> _What to work on_: Retype, without any change, everything in the records below from the line containing "of the dirt" down to the line containing "[[524, 714]]", with both of those lines included.

Image location labeling entries

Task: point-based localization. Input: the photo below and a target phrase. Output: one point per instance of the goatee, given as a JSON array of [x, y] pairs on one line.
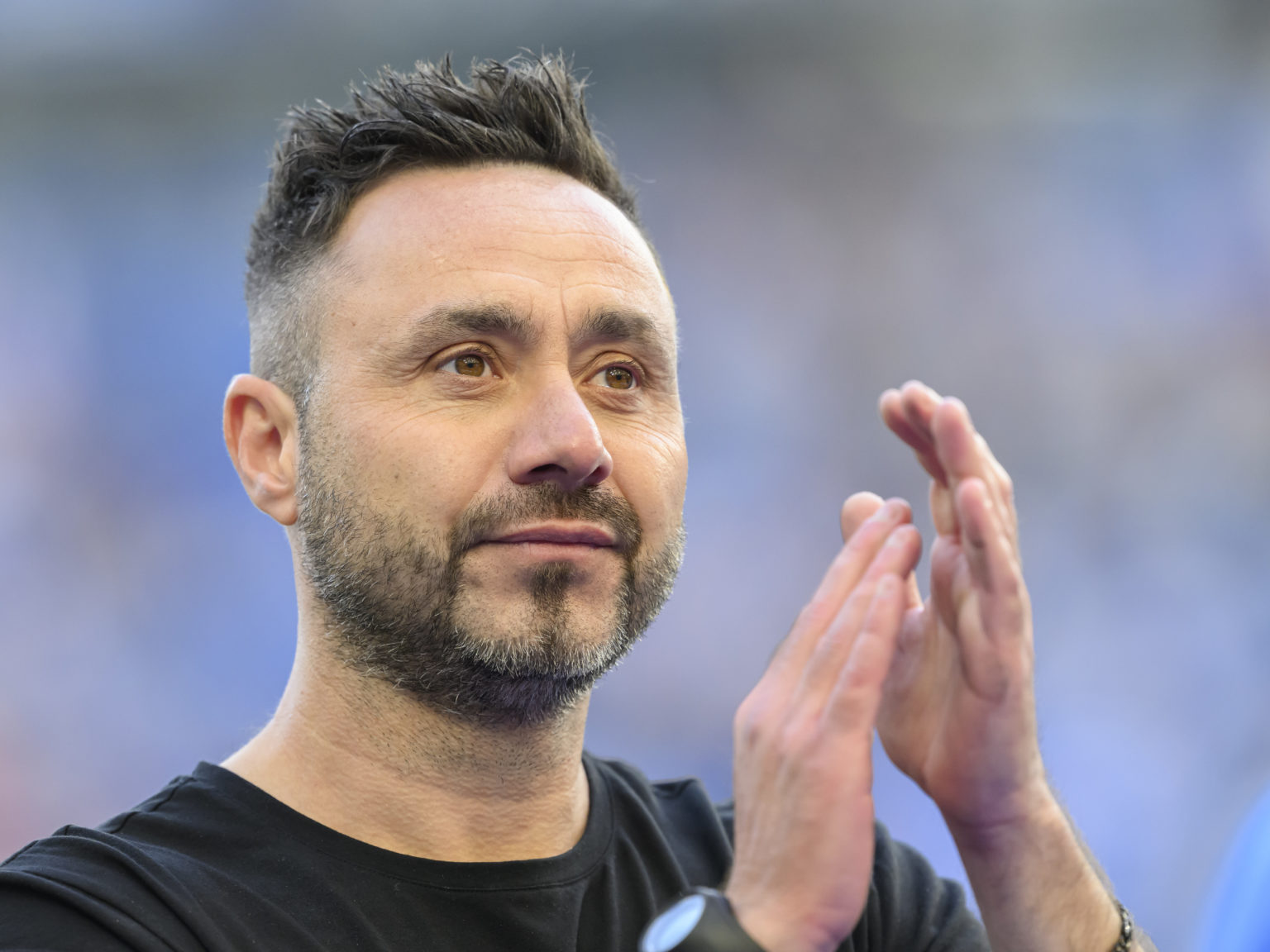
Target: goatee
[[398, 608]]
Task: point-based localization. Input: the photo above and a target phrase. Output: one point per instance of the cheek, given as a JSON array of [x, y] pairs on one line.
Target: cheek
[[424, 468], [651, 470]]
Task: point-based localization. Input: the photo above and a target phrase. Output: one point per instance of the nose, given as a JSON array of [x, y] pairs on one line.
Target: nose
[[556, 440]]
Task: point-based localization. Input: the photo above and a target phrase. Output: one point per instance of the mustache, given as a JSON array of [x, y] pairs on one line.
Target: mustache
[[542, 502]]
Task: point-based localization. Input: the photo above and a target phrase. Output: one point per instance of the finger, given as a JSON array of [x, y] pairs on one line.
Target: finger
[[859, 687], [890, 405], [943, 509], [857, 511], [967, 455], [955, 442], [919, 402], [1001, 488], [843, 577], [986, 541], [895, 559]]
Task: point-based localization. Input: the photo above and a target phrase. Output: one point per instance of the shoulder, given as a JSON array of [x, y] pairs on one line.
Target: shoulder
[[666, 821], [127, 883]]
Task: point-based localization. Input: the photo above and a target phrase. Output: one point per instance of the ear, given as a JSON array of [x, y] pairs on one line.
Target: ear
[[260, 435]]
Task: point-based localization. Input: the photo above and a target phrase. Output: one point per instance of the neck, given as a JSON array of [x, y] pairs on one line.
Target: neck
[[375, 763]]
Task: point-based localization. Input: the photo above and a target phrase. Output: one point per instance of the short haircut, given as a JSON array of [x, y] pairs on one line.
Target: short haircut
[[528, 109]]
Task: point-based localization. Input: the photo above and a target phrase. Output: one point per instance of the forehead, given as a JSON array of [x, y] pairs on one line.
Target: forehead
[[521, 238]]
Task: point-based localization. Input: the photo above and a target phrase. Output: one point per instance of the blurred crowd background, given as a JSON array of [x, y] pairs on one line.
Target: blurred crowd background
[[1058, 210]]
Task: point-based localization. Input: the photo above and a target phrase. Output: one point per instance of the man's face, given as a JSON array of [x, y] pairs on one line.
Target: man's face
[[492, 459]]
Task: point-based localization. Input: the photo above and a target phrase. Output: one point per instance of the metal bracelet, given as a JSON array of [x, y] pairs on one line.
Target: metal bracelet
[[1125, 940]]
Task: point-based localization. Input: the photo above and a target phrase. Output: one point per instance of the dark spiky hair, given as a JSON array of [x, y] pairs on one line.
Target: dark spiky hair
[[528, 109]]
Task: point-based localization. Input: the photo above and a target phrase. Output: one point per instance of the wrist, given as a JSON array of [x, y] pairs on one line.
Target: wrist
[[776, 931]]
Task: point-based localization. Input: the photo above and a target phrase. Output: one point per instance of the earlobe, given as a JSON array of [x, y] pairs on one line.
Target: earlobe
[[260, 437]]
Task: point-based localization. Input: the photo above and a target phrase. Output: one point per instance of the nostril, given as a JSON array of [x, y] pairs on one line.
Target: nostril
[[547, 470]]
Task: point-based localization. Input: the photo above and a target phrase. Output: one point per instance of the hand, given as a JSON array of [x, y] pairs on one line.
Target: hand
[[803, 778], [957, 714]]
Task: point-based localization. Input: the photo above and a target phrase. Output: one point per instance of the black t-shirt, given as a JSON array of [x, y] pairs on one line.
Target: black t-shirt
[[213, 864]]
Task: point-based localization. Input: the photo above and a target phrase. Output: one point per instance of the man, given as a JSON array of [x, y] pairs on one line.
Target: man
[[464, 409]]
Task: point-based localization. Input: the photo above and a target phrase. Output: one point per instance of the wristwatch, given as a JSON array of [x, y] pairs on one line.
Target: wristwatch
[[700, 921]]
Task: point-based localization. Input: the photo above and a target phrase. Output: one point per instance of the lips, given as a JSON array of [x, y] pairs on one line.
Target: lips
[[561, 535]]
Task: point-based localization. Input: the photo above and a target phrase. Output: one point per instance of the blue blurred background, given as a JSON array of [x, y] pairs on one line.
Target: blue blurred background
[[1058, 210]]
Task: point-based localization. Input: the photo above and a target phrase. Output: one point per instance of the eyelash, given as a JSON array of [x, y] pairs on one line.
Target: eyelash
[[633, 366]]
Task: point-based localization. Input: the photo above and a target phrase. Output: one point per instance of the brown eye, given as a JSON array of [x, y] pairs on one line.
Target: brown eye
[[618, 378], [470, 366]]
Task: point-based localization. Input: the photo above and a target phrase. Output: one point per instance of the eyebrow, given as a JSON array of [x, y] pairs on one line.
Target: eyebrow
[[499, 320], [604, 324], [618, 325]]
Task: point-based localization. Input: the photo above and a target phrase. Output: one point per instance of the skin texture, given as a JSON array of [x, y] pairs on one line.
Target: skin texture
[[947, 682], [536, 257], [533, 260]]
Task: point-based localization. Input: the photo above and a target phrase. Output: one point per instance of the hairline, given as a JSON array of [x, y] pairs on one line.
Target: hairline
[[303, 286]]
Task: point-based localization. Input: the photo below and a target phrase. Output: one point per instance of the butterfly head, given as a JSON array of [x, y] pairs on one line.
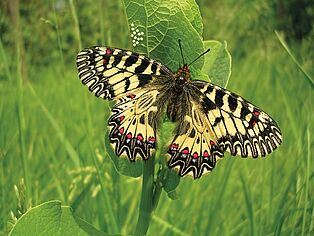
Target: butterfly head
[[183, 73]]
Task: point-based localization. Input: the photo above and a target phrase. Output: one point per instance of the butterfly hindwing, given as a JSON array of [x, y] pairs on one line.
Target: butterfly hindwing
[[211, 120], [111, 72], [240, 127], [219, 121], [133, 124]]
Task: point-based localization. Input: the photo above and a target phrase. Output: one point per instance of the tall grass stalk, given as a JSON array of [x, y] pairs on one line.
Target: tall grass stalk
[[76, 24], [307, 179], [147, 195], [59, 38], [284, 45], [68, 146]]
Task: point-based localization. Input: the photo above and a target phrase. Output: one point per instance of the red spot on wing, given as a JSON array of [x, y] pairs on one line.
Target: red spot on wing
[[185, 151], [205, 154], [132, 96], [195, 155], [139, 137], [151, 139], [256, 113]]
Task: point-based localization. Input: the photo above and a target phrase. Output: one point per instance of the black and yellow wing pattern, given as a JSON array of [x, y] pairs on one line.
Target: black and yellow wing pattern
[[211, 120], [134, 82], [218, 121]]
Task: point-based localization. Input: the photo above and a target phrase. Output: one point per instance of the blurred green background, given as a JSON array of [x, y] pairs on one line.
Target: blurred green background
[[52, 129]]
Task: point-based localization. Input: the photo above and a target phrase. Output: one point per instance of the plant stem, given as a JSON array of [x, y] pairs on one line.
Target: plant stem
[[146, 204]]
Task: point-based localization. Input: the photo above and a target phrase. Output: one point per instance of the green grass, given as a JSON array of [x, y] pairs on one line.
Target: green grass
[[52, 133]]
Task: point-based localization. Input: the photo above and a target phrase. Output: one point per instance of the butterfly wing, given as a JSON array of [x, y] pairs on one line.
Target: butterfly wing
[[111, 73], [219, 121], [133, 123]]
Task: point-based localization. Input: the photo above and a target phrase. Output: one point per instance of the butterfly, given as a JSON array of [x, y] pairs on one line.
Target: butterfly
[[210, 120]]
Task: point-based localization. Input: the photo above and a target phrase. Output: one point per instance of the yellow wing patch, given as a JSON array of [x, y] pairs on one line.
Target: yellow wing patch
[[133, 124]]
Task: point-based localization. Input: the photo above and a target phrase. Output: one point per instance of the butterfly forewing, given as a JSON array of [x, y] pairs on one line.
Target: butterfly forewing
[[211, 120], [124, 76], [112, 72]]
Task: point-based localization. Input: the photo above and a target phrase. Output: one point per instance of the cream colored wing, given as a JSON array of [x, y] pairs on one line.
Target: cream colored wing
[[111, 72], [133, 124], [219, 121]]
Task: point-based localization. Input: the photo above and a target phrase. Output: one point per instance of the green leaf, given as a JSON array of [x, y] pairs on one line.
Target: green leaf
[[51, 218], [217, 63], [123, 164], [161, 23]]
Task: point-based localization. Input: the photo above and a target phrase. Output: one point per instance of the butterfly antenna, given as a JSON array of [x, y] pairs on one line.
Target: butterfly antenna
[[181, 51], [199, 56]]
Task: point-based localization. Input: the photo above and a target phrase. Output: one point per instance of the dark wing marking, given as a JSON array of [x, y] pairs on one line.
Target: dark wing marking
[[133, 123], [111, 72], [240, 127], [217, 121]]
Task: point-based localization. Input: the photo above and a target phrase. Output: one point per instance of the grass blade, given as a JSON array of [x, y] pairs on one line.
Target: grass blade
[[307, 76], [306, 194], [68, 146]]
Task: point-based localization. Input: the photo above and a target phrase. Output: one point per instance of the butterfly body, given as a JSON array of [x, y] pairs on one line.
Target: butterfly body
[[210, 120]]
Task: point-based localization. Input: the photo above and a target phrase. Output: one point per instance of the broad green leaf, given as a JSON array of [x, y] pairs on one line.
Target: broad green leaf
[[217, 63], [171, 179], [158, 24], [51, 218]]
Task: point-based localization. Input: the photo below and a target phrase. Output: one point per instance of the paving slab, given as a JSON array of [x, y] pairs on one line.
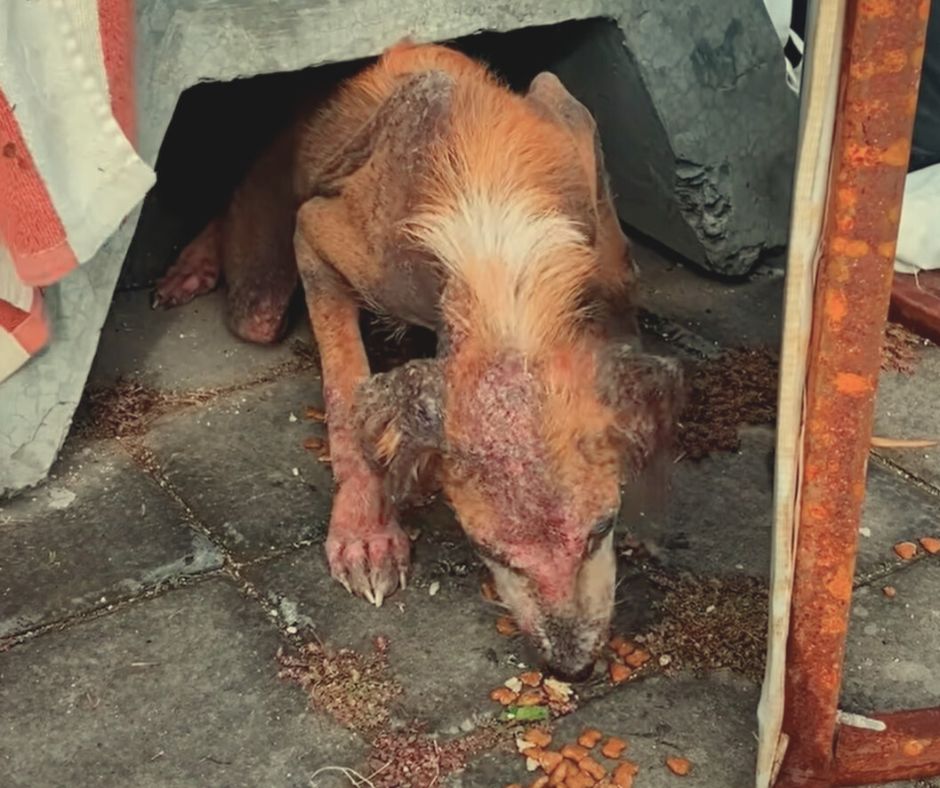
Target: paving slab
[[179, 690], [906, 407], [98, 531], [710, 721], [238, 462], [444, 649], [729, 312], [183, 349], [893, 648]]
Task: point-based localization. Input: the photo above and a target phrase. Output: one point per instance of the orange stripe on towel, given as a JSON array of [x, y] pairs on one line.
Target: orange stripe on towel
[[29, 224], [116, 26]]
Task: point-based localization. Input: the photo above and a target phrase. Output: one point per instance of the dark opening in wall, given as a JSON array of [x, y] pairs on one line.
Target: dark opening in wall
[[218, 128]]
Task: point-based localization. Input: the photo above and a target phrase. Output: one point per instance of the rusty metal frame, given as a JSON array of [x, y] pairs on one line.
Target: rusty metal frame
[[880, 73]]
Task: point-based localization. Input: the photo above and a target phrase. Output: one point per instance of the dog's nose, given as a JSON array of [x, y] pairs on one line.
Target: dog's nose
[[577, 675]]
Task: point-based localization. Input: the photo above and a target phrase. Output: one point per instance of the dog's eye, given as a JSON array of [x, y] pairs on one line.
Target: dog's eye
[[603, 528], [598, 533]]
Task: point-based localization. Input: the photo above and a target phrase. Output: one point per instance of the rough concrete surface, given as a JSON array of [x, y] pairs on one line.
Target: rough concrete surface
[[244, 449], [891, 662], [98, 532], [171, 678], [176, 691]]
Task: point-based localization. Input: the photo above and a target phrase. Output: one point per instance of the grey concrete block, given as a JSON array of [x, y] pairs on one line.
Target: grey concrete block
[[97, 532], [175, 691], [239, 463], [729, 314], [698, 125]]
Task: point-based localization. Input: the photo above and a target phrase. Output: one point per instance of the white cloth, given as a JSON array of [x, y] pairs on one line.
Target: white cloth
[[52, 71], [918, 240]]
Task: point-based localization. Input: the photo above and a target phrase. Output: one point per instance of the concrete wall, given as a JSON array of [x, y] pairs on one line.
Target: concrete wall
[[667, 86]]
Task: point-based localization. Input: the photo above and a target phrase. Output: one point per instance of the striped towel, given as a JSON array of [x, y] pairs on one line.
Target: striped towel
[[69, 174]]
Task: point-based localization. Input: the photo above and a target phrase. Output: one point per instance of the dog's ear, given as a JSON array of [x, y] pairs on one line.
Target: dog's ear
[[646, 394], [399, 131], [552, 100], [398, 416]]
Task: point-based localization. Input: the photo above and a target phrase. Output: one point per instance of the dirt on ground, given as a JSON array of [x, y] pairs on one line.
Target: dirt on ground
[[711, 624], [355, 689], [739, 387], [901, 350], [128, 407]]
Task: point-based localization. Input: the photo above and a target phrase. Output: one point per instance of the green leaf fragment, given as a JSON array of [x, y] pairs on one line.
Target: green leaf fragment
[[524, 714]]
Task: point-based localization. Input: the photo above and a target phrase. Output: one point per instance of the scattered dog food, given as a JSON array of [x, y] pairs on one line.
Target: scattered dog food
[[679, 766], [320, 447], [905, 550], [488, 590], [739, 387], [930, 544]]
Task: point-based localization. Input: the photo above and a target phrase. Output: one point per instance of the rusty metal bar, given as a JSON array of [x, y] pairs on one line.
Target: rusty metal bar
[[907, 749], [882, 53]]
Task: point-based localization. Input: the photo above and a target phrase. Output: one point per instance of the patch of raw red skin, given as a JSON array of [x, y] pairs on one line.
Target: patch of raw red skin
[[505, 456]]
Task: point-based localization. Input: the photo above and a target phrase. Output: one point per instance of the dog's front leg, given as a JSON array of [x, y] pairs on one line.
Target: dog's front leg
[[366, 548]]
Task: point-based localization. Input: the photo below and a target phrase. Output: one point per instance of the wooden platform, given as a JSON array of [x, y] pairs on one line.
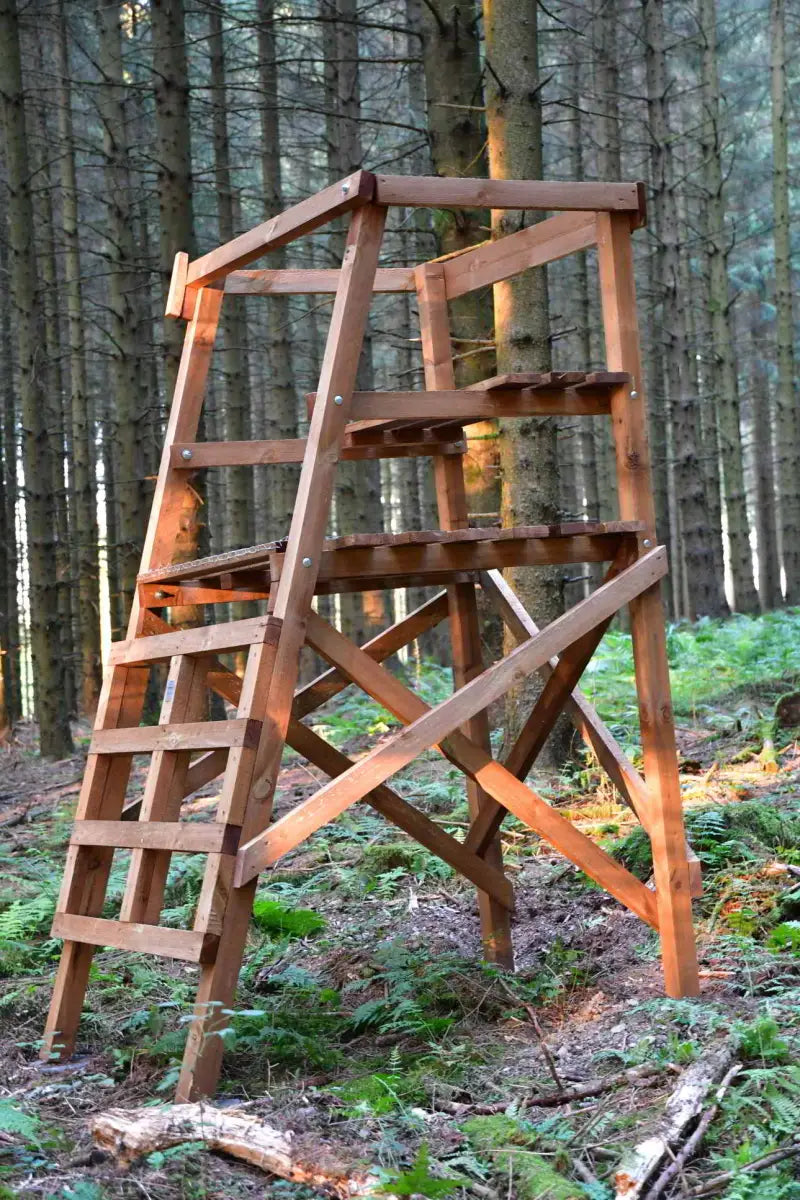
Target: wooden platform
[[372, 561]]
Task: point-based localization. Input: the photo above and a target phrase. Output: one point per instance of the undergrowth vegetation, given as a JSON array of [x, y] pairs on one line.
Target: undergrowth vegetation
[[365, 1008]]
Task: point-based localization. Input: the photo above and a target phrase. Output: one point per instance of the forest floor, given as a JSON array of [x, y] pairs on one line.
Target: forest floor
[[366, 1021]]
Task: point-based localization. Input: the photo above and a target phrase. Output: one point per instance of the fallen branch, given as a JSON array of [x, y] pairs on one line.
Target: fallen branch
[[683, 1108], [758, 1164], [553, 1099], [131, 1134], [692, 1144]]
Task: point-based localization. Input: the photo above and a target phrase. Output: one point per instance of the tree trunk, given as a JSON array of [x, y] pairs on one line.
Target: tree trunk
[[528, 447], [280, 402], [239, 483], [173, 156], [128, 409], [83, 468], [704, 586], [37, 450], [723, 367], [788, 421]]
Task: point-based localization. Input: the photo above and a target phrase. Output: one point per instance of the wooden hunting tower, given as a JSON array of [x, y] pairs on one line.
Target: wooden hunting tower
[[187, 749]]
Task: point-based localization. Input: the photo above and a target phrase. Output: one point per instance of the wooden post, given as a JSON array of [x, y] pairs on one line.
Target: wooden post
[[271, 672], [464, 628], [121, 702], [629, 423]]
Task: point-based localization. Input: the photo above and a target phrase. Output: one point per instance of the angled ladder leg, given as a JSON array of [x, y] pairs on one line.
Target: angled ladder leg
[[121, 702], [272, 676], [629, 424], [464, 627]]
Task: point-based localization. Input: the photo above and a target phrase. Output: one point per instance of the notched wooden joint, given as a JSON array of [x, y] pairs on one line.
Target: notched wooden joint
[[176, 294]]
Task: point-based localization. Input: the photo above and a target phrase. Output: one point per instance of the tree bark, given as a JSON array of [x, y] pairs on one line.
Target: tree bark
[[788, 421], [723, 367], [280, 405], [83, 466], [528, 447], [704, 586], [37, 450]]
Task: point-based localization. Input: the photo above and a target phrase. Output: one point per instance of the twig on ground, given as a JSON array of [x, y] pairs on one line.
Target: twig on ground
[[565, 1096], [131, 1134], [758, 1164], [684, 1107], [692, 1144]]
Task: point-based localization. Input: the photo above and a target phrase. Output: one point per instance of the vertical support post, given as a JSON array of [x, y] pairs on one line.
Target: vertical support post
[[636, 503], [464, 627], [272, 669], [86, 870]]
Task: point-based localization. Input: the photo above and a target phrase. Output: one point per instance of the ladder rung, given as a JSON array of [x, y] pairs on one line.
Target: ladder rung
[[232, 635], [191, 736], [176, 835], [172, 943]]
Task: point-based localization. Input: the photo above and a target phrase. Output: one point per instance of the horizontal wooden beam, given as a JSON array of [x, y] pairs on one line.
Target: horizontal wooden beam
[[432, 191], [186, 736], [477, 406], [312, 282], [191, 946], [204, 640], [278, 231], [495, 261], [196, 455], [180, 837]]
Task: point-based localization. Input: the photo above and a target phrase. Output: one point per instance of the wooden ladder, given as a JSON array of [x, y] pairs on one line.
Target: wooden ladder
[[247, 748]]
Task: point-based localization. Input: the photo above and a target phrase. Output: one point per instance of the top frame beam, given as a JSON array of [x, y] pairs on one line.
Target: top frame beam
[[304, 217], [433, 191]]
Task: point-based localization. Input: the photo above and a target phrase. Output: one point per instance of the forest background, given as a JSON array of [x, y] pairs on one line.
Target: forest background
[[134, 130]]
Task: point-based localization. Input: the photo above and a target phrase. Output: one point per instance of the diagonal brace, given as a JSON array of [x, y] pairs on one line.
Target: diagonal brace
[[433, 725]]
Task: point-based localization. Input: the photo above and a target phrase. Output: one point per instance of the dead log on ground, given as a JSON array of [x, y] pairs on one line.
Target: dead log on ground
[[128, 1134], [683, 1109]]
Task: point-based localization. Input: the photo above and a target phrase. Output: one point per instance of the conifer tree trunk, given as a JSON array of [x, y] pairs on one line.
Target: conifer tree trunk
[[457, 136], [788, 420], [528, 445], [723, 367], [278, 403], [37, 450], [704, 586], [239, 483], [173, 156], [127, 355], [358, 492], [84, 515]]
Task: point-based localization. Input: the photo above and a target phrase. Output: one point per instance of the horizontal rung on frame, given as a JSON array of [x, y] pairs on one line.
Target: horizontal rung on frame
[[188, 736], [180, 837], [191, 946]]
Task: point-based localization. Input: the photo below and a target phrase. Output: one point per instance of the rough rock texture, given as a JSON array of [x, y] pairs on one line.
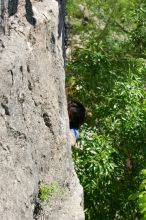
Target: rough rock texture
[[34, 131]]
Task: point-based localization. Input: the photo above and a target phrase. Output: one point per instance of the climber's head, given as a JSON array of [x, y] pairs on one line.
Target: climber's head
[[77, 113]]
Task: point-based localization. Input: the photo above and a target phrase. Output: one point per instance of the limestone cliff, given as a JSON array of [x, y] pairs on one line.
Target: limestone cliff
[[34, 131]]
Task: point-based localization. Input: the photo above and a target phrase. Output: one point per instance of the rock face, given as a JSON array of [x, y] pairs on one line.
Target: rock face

> _The result_:
Task: point-based localization. Input: the photo above and a target phrase. Output: one point per instance of the dirt on ground, given as a JSON array of [x, y] pairs on one line.
Target: dirt on ground
[[711, 624], [355, 689], [739, 387], [901, 350], [128, 407]]
Task: point-based localization. Input: the photo above and a target phrase. Output: one point per instance of the green leaf fragment, given as a JSON array of [x, y] pairs on one line.
Target: green leaf fragment
[[524, 714]]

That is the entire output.